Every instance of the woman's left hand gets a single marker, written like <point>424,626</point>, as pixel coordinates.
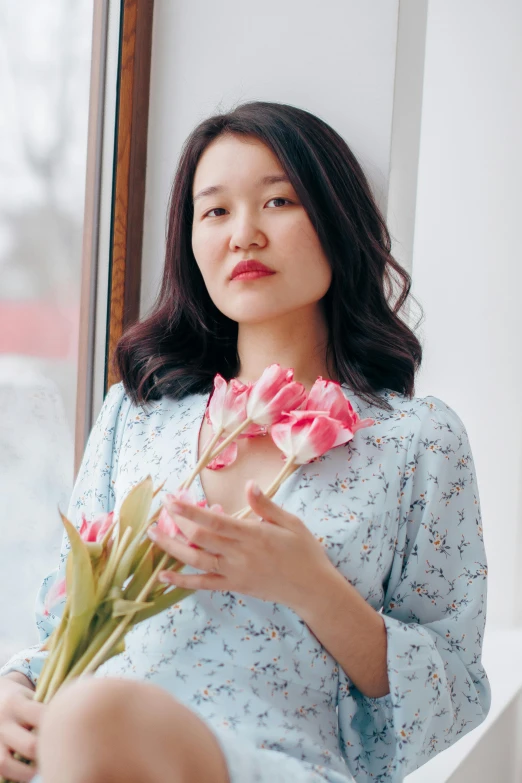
<point>275,558</point>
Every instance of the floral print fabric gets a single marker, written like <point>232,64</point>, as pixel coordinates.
<point>397,510</point>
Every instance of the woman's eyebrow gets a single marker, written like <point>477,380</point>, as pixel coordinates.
<point>270,179</point>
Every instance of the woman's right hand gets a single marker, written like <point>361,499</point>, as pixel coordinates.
<point>18,714</point>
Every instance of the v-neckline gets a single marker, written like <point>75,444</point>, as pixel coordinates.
<point>195,431</point>
<point>197,486</point>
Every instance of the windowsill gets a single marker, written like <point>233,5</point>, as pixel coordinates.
<point>502,655</point>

··········

» REQUIRED ACTION:
The records must come back exactly, with their pictures removed.

» ANSWER BOX:
Every instance of the woman's left hand gets a single marker, written like <point>424,626</point>, as pixel coordinates.
<point>275,558</point>
Every instance of the floral print fabric gets a single marker, written like <point>232,64</point>, as pixel coordinates.
<point>397,510</point>
Every instance of the woman's eyebrow gets a single marker, written like <point>477,380</point>, as pixel coordinates.
<point>270,179</point>
Every instance of the woman's right hand gets a single marker, written like <point>361,499</point>, as pixel coordinates.
<point>18,714</point>
Every instance of the v-neckline gets a single marker, written like <point>75,444</point>, as pixel coordinates.
<point>195,431</point>
<point>197,486</point>
Every instance of the windowsill gets a single marker, written like <point>233,5</point>, as pixel coordinates.
<point>502,655</point>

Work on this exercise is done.